To do. Transcribe word for word the lines below from the line with "Query: wooden desk" through the line with "Query: silver laptop lid", ends included.

Records.
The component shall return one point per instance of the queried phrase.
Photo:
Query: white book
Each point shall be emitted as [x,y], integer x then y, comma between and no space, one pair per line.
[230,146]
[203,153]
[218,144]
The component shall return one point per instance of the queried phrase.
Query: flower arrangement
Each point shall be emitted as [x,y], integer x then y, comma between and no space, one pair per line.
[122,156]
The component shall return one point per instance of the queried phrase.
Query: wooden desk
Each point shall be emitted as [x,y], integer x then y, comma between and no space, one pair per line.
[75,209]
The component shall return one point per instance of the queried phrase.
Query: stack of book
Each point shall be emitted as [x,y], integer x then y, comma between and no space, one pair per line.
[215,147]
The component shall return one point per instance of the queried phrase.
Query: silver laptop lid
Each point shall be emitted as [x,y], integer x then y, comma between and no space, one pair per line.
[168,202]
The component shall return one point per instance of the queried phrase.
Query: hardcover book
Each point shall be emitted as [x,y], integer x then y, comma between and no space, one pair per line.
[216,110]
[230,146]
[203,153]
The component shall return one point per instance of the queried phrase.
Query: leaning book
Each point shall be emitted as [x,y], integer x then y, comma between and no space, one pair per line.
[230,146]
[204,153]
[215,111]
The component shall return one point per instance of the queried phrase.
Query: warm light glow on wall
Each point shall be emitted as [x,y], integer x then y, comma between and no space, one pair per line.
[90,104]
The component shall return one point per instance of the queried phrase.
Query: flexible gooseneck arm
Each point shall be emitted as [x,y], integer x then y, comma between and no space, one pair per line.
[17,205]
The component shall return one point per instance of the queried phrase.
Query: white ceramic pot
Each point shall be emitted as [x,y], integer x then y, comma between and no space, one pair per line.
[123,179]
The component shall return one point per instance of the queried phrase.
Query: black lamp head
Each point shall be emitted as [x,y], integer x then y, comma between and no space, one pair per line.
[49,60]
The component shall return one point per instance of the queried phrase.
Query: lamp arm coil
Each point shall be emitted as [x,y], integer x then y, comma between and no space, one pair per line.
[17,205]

Written reply.
Query: wooden desk
Each point shall be emitted as [x,y], integer x then y, comma between and no space, one pair per line.
[75,209]
The component shall return one point per instance of the queried phrase.
Query: stack of book
Each point shall be emitted as [x,y], integer x then y, comma between and no space, one pair per line.
[215,147]
The component shall return one point per instance of the queried phrase.
Query: silver laptop lid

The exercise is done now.